==== Extract to read ====

If anybody knows the meaning of the well worn phrase ‘what a difference a year makes’, it’s Toni and Conor Lavery.
Last Easter the Dungiven couple were anxiously waiting on a phone call to change the life of their youngest little girl, Bronagh.
Shortly after she was born, the brave toddler was diagnosed with ASD common atrium, a condition which kept Bronagh in hospital for the first three months. The defect meant she was fully dependant on a constant supply of oxygen to support her breathing and tube-fed directly into her stomach to reduce the effort taken during feeding.
Despite the countless hospital trips to the Clark Clinic at the Royal Victoria Hospital in Belfast, daily medication, and an oxygen cylinder as her constant companion, Bronagh thrived and enjoyed the rough and tumble with her devoted sisters, Sinead (6) and Aoife (4).
As proud mum, Toni says: “She’s a wee fighter.”
At the end of January, Toni and Conor got the call to say Bronagh’s surgery was scheduled to go ahead at Our Lady’s Children’s Hospital in Dublin but, shortly after they arrived, their hopes were dashed.
“We were waiting on test results when we were told the bed was needed for an emergency,” says Toni.
“We understood there was a child who was more sick than Bronagh and needed the bed, but we were devastated because we had waited for so long.”
A week and a half later, Bronagh had her surgery.
Cautious and afraid of a repeat of what happened a few weeks earlier, the couple told only their immediate family.
“I think it was easier than the first time; we were expecting another disappointment and delay. I still thought, ‘this isn’t going to happen’,” recalls Toni.
It was only when Bronagh was in theatre and the operation was underway, it actually became real. Saying goodbye to their bubbly, determined little girl as she lay on the operating table wasn’t easy.
“It was heartbreaking,” says Toni, “because you’re thinking about how much could go wrong but, at the same time, we knew she was in the best hands. This was the first time something was happening with Bronagh that was planned. It wasn’t an emergency. It didn ‘t feel so frantic.”
Six hours later, and Bronagh had come through surgery well. There had been no complications and, for the first time, Bronagh’s saturation levels were at 100.
After two weeks in Dublin, Bronagh was moved back to the Clark Clinic at The Royal in Belfast, where the couple say the staff have been incredible. After a few days, Bronagh was allowed to go home.
“It was amazing to hear that,” says Toni.
Since her homecoming, Bronagh - now 22 months old - has found a new sense of freedom without an oxygen cylinder constantly by her side. She is still being tube fed, but Toni says they are gradually getting Bronagh used to solid foods.
Bronagh still needs just a “trickle” of oxygen at night but, during the day, she enjoys being a typical toddler. At speed, she’s up and down corridors, dragging toys with her, playing with her sisters, and in the midst of mischief in a matter of seconds.

==== Raw data ====

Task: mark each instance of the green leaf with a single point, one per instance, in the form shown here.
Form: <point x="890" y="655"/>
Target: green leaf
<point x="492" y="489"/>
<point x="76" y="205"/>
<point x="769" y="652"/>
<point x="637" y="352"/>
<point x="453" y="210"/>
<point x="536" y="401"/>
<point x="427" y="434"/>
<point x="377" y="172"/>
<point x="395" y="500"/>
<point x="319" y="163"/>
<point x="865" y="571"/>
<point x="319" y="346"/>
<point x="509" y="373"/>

====

_Action item A_.
Rewrite the article about Bronagh's heart surgery starting with "At the end of" and going on through "hopes were dashed.", with "January" replaced by "February".
_Action item B_.
Name every member of the Lavery family who appears by name in the article about Bronagh's heart surgery.
_Action item C_.
Continue the article about Bronagh's heart surgery from its last sentence.

_Output A_.
At the end of February, Toni and Conor got the call to say Bronagh’s surgery was scheduled to go ahead at Our Lady’s Children’s Hospital in Dublin but, shortly after they arrived, their hopes were dashed.

_Output B_.
Toni, Conor, Bronagh, Sinead, Aoife

_Output C_.
“She’s into everything,” says Toni, as Bronagh, clutching the straps of her sister’s schoolbag on her back, makes her entrance in the kitchen.
“She is more of a handful now- more of a toddler - a better, more improved version of herself.
“She still has her strong personality, but now she has the freedom to express it.”
Conor says since coming home from Dublin, family life has changed for the better.
“For the first time we are starting to see the real Bronagh emerge, her new energy coupled with her natural curiosity ensure that there is never a dull moment in our house.”
Toni said the surgery will also give the family so much more freedom.
“It means that if we go away, we don’t have to bring oxygen. We can just get in the car and, even for Bronagh, she can play on the swings in the back garden and we don’t have to worry about taking oxygen with her,” says Toni, and Conor agrees.
“Bronagh is finally getting the chance to develop and grow at her own pace. We are more confident now about any further challenges which she may face in the future,” said Conor. “This is her time now and we are so excited about catching up on the many family activities, which were not always possible during the past two years.”
The couple have nothing but praise for the staff in Dublin, and say their daughter received the best care possible. However, they say they have been incredibly lucky to have such a fantastic support network. They say their employers, St. Joseph’s Boys’ School in Derry where Toni is a teacher and St. Patrick’s College in Dungiven where Conor teaches, have been brilliant. Their family have also provided great support while they were in Dublin. Toni’s children stayed with her sister Helen, and other friends pitched in too. However, Toni says not every family is as fortunate as they are, which is why every effort must be made to maintain paediatric cardiac services in Belfast.
“No family should have to go through the worry and stress of having to travel to Dublin, or across the water. They should be able to stay here. That should be the number one priority,” she said.